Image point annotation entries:
--

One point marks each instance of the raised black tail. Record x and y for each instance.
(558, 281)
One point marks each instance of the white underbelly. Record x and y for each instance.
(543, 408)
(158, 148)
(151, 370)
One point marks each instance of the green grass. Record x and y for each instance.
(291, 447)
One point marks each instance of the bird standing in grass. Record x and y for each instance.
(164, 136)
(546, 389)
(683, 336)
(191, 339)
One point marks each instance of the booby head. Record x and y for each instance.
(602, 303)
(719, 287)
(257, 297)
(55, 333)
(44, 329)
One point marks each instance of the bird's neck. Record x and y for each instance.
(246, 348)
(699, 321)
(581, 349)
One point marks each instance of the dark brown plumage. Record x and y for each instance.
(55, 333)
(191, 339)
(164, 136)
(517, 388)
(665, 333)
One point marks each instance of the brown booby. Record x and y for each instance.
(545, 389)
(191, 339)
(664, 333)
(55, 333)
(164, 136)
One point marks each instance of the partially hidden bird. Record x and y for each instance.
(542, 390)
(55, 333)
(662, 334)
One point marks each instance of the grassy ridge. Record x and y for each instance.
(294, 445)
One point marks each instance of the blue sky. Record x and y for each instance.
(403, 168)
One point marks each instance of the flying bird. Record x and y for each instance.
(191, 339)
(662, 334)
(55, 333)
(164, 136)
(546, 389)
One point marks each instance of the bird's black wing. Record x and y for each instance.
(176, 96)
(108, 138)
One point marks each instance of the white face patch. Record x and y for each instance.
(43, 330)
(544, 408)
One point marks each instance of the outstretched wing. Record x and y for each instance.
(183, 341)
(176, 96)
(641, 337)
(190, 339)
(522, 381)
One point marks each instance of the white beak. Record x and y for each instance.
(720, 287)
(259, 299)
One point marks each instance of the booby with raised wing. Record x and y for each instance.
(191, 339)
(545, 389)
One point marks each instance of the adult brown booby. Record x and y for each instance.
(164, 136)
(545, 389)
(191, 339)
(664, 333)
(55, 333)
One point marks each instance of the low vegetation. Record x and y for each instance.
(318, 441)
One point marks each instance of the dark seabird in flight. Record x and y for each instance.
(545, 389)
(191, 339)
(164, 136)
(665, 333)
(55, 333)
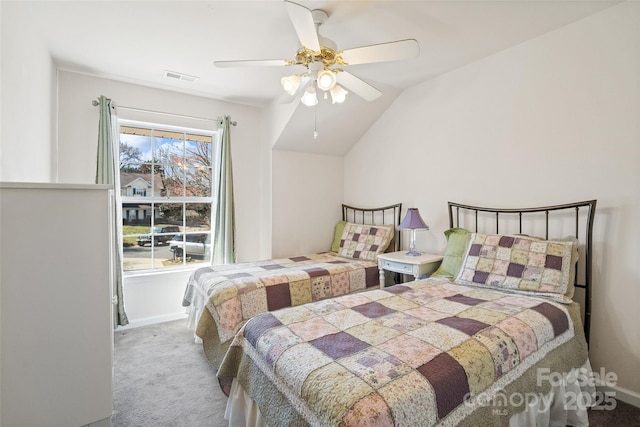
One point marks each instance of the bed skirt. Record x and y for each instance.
(565, 408)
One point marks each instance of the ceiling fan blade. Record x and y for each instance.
(391, 51)
(285, 98)
(254, 63)
(358, 86)
(302, 20)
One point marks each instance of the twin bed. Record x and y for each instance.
(220, 299)
(477, 343)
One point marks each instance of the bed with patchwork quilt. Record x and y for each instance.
(469, 347)
(222, 298)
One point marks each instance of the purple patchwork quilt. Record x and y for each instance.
(234, 293)
(415, 354)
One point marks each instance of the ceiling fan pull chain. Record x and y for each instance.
(315, 122)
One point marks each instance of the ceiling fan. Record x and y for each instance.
(324, 64)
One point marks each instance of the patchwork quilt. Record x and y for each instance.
(234, 293)
(416, 354)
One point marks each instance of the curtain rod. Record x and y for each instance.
(95, 103)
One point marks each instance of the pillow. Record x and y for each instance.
(337, 235)
(363, 241)
(457, 239)
(519, 264)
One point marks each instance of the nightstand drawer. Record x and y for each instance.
(398, 267)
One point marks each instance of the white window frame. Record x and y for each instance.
(154, 200)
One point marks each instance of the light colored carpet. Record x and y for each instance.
(162, 378)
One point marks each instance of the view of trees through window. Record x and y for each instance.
(166, 184)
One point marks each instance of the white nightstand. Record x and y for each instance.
(398, 262)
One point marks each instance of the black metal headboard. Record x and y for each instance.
(577, 217)
(386, 215)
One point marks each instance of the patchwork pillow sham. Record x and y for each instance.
(362, 241)
(520, 264)
(337, 236)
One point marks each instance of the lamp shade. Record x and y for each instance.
(413, 220)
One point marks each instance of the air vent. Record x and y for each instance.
(180, 76)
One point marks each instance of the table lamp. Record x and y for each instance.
(413, 221)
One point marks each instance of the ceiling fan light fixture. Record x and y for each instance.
(290, 84)
(326, 79)
(338, 94)
(309, 98)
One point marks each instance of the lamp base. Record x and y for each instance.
(413, 252)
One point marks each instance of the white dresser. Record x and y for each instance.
(55, 305)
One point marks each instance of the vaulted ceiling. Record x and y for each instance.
(136, 41)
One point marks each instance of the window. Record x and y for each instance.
(166, 186)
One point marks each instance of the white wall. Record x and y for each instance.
(307, 194)
(153, 296)
(552, 120)
(27, 105)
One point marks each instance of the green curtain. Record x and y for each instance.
(108, 172)
(224, 251)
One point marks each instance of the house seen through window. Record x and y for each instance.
(166, 187)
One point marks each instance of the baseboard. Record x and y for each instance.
(152, 321)
(622, 394)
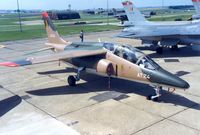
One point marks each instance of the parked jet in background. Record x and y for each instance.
(196, 4)
(159, 34)
(107, 59)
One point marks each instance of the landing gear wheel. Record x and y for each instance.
(71, 80)
(155, 99)
(150, 97)
(174, 48)
(159, 50)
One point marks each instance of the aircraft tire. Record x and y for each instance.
(149, 97)
(174, 48)
(71, 80)
(159, 50)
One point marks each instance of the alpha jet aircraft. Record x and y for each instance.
(107, 59)
(162, 34)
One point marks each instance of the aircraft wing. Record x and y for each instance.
(126, 35)
(53, 57)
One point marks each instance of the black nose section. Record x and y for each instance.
(173, 80)
(164, 77)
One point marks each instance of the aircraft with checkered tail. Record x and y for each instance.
(103, 58)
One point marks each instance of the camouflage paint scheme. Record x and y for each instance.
(101, 59)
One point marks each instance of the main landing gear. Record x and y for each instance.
(73, 79)
(157, 94)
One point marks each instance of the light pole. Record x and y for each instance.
(107, 12)
(163, 10)
(19, 15)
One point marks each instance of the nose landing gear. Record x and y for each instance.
(73, 79)
(157, 94)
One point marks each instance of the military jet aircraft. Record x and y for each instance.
(159, 35)
(107, 59)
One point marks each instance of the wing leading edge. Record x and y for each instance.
(53, 57)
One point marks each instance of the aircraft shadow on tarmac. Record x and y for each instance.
(98, 84)
(8, 104)
(185, 51)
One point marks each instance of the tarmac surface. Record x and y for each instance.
(36, 100)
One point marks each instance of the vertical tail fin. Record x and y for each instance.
(133, 14)
(196, 4)
(52, 33)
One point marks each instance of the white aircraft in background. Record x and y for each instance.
(196, 4)
(159, 34)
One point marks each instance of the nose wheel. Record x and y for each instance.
(157, 94)
(73, 79)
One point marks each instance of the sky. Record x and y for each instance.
(83, 4)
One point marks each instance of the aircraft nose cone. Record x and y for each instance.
(166, 78)
(175, 81)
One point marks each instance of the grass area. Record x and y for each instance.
(39, 32)
(9, 29)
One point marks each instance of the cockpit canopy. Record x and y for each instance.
(132, 54)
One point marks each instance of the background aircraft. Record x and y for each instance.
(196, 4)
(159, 34)
(107, 59)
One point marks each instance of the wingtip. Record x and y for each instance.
(45, 15)
(9, 64)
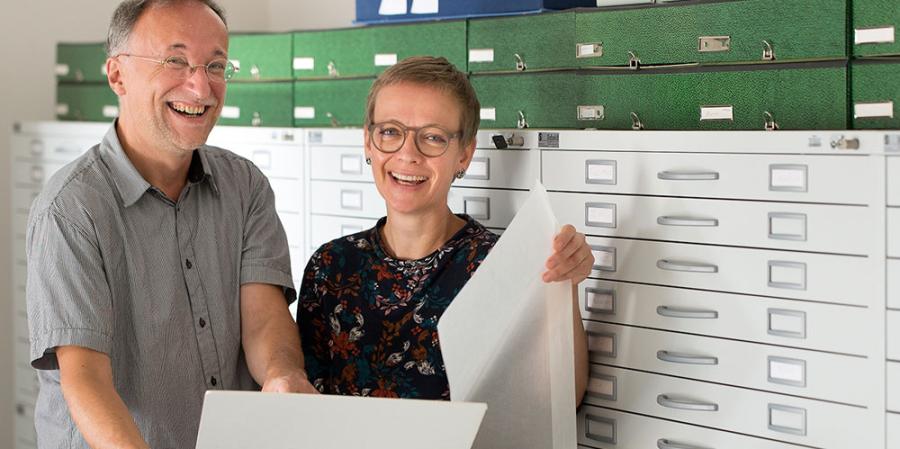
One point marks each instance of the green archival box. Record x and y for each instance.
(335, 103)
(262, 57)
(92, 102)
(258, 104)
(344, 52)
(875, 23)
(705, 32)
(536, 100)
(522, 43)
(875, 94)
(393, 43)
(81, 62)
(801, 96)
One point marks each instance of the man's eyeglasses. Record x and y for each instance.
(217, 70)
(431, 141)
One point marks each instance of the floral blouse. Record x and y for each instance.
(368, 322)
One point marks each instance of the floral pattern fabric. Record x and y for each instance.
(368, 322)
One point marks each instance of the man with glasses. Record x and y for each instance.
(157, 266)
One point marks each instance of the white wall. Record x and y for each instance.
(29, 32)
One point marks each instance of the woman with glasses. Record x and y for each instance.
(370, 302)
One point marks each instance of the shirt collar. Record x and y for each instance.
(129, 181)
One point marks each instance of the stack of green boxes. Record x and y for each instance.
(82, 92)
(691, 64)
(334, 69)
(875, 68)
(261, 92)
(740, 64)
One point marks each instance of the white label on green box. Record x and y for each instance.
(385, 59)
(304, 63)
(884, 35)
(481, 55)
(304, 112)
(883, 109)
(232, 112)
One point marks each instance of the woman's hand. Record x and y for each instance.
(571, 259)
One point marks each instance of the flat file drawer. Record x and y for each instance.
(893, 279)
(893, 386)
(786, 97)
(339, 164)
(288, 194)
(86, 102)
(394, 43)
(802, 227)
(348, 199)
(893, 176)
(275, 161)
(333, 53)
(721, 32)
(779, 417)
(605, 428)
(800, 324)
(875, 97)
(893, 219)
(761, 367)
(893, 426)
(875, 26)
(796, 275)
(48, 148)
(893, 335)
(814, 179)
(34, 175)
(331, 102)
(81, 62)
(261, 56)
(507, 169)
(520, 43)
(528, 100)
(492, 208)
(325, 228)
(268, 104)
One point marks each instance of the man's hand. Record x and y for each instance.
(294, 382)
(571, 259)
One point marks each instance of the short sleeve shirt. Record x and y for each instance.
(117, 267)
(368, 322)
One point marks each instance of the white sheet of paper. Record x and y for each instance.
(241, 420)
(392, 7)
(507, 339)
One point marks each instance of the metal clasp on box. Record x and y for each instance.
(713, 44)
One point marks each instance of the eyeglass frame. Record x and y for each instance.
(406, 129)
(190, 68)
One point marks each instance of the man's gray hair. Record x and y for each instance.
(128, 13)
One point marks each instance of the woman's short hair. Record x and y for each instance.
(128, 13)
(434, 72)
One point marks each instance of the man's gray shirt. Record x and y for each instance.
(116, 267)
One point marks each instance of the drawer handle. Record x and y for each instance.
(686, 359)
(670, 175)
(690, 267)
(663, 443)
(686, 404)
(687, 221)
(677, 312)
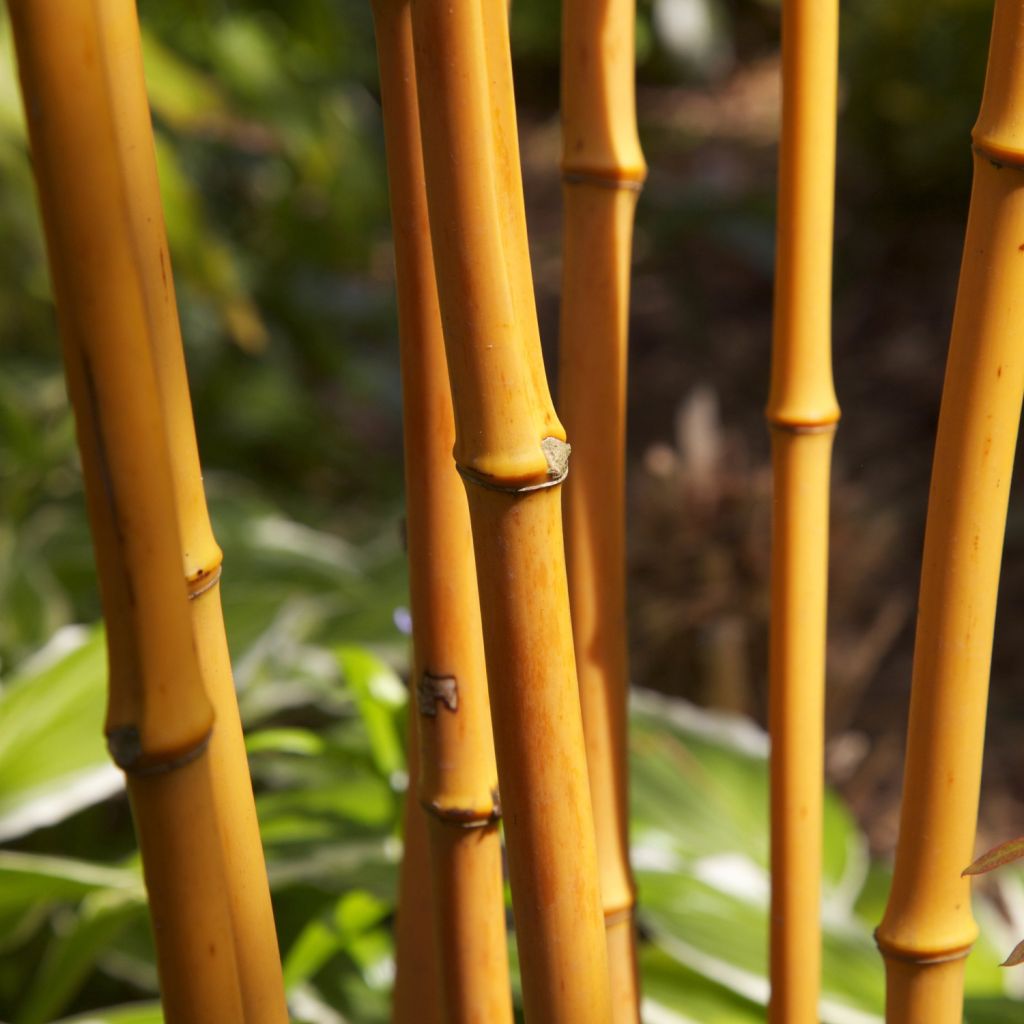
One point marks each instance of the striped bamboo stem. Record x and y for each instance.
(603, 170)
(511, 452)
(458, 780)
(159, 718)
(928, 928)
(802, 414)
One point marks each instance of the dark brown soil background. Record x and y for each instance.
(699, 486)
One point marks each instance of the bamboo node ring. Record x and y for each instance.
(556, 453)
(601, 180)
(125, 745)
(923, 958)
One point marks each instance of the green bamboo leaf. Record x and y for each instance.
(136, 1013)
(1005, 853)
(53, 759)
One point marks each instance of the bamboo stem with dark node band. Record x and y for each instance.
(602, 173)
(457, 776)
(928, 929)
(802, 414)
(509, 439)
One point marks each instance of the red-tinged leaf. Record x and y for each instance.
(1017, 956)
(1005, 853)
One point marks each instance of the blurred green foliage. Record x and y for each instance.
(271, 164)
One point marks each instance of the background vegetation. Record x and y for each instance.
(271, 163)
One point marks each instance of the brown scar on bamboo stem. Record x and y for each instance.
(125, 745)
(556, 455)
(432, 689)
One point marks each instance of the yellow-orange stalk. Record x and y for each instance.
(928, 928)
(458, 780)
(247, 888)
(159, 717)
(603, 170)
(511, 451)
(416, 998)
(802, 413)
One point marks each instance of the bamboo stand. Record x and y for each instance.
(511, 452)
(928, 928)
(458, 781)
(603, 170)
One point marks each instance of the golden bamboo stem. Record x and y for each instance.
(458, 782)
(159, 717)
(417, 982)
(802, 413)
(603, 170)
(928, 928)
(510, 450)
(247, 888)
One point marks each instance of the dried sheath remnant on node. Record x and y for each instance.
(432, 689)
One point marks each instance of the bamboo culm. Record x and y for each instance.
(457, 776)
(802, 414)
(928, 929)
(159, 717)
(511, 451)
(602, 170)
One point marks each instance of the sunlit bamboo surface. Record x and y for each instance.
(602, 171)
(802, 413)
(457, 776)
(928, 928)
(159, 718)
(511, 451)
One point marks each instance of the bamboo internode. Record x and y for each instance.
(458, 780)
(928, 928)
(512, 453)
(246, 887)
(802, 413)
(603, 170)
(159, 720)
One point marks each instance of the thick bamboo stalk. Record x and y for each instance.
(802, 413)
(159, 717)
(458, 783)
(603, 170)
(928, 928)
(247, 888)
(512, 454)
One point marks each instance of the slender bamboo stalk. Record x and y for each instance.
(511, 452)
(802, 413)
(417, 981)
(458, 776)
(928, 928)
(159, 717)
(247, 888)
(602, 170)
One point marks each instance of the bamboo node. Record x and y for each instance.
(465, 817)
(432, 689)
(556, 454)
(125, 745)
(920, 956)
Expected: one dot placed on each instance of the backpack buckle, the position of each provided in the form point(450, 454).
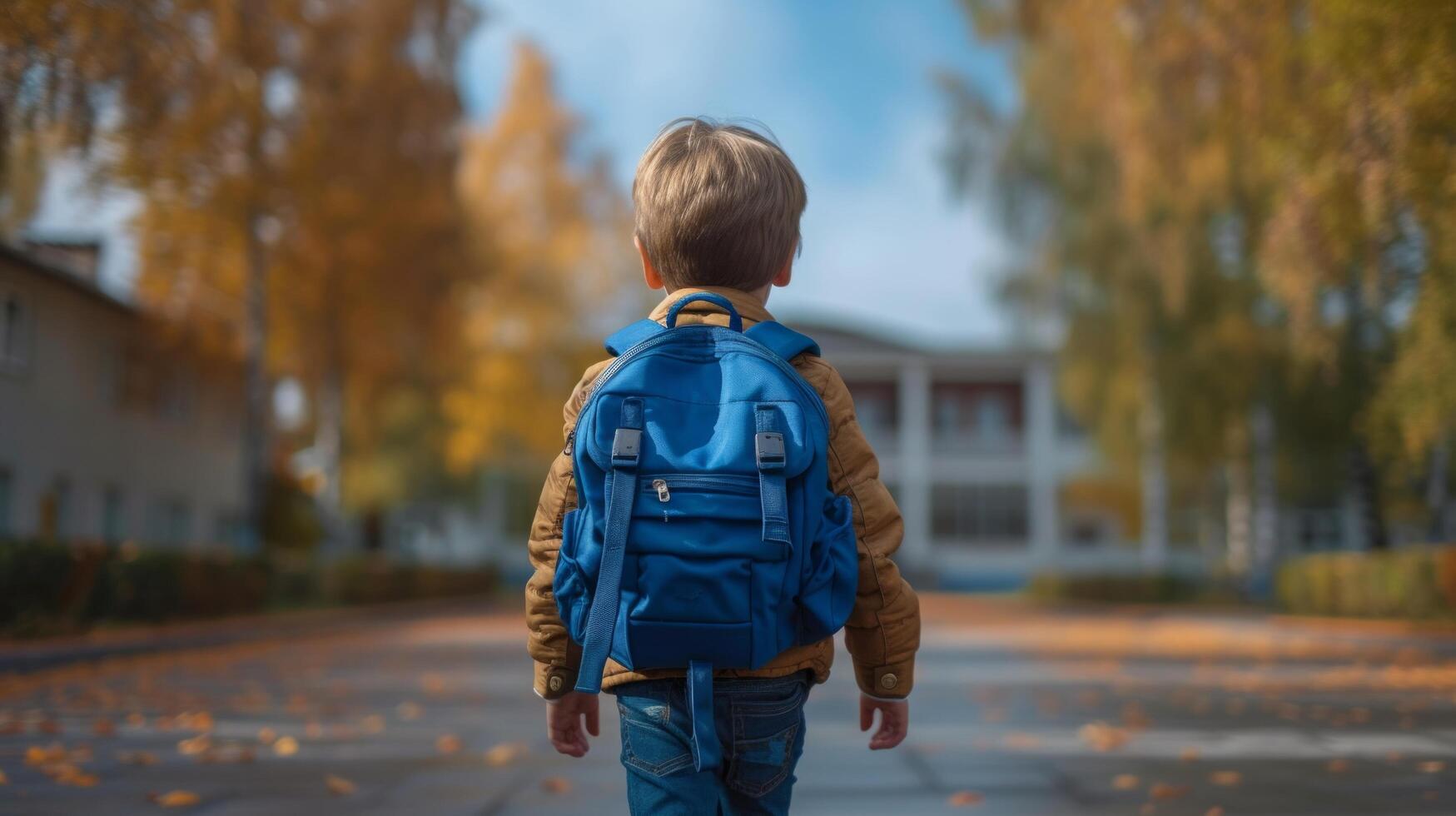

--

Brief: Pull out each line of the entries above that contains the word "nose". Letter case matters.

Written answer:
One point marks each instance of the black nose section. Record x and y for each instance.
One point marks each instance of the nose landing gear. Record x and y for each instance.
One point marks each instance of the nose wheel. Record x and y for each instance.
One point marks each instance of the aircraft nose cone. Record x and y for each instance.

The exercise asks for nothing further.